→ SUPPLIED TEXT:
-------------------------

This music is as much of an acknowledgement of what the Osage dealt with as it is a celebration of them, painting a vibrant landscape of emotion in the process. The stomping drums and foreboding flutes on “Reign of Terror” (track 8) warn of looming trouble. “Still Standing” (track 15) — one of the few tracks featuring Robertson on vocals — serves as a reminder that the Osage, although beaten, battered, and terrified, plan to stand firm in their beliefs.
Then there are cuts like “Tulsa Newsroom Reel” (track 10), which looks to build solidarity between the Osage and Blacks in nearby Tulsa following the massacre in the city’s Greenwood District in 1921 that saw countless lives lost, livelihoods ruined, and families destroyed. A similar tension can be felt on tracks like “They Don’t Live Long” (track 5) — a reference to the Osage’s struggle with diabetes, which left many of them dead of natural causes before 50 — and “Salvation Adagio” (track 14).

-------------------------

→ SUPPLIED RECORDS:
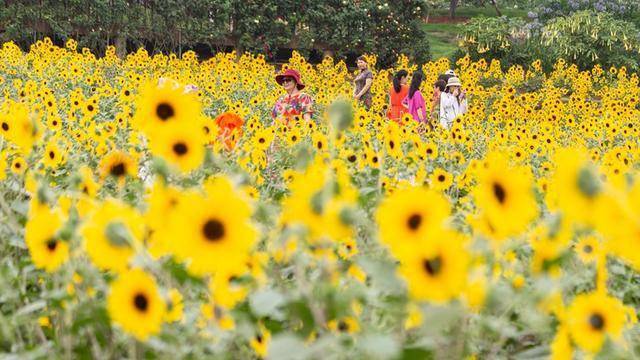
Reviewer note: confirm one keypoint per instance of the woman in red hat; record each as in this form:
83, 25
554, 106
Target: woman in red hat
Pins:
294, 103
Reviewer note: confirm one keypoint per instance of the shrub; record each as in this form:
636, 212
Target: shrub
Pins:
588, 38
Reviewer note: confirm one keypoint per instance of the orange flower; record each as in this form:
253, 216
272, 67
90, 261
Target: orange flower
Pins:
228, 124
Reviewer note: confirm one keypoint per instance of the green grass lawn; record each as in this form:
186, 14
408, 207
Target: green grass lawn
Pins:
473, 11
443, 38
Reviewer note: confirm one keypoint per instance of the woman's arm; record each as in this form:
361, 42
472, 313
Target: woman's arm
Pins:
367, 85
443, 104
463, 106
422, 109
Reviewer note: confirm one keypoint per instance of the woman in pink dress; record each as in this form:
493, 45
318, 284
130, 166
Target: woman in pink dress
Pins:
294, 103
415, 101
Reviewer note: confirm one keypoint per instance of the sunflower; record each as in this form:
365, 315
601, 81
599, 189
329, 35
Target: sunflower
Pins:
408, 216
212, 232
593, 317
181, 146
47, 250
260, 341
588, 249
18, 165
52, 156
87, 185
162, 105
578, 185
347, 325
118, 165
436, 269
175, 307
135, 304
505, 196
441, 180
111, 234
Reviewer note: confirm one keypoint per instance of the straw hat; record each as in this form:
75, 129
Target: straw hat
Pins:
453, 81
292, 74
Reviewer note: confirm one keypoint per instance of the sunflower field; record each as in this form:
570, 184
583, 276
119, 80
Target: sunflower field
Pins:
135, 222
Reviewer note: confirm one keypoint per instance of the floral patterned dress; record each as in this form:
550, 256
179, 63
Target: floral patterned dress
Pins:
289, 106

-------------------------

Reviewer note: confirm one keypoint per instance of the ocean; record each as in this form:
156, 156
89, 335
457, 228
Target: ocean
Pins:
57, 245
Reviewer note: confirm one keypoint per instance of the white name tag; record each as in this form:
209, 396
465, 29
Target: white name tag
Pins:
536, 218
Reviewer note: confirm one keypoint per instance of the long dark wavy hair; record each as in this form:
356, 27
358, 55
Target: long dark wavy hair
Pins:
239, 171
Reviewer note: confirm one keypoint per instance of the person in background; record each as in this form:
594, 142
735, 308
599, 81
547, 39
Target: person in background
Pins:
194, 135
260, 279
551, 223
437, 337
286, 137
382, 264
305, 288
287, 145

-------------------------

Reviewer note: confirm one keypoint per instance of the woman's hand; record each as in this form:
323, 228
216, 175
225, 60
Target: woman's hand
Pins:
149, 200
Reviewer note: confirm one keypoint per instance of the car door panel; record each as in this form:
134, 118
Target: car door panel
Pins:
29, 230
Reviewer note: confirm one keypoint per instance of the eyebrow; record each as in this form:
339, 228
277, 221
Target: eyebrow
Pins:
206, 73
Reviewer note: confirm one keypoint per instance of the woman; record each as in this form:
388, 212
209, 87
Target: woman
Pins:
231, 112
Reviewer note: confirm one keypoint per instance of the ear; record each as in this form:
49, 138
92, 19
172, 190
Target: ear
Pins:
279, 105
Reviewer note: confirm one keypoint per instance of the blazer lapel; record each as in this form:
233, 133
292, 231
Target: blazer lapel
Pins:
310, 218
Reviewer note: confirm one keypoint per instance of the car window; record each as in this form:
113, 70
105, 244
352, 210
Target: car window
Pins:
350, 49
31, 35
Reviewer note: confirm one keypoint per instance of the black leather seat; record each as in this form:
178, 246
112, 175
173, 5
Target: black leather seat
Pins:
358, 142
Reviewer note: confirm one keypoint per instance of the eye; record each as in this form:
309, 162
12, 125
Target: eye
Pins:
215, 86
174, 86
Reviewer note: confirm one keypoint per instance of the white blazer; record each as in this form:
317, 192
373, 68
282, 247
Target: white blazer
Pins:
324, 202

-------------------------

→ WHAT IS BEING ASKED: Reproduce the passage from the music review word for word, from "This music is" up to and including "in their beliefs.".

→ ANSWER FOR THIS EXERCISE:
This music is as much of an acknowledgement of what the Osage dealt with as it is a celebration of them, painting a vibrant landscape of emotion in the process. The stomping drums and foreboding flutes on “Reign of Terror” (track 8) warn of looming trouble. “Still Standing” (track 15) — one of the few tracks featuring Robertson on vocals — serves as a reminder that the Osage, although beaten, battered, and terrified, plan to stand firm in their beliefs.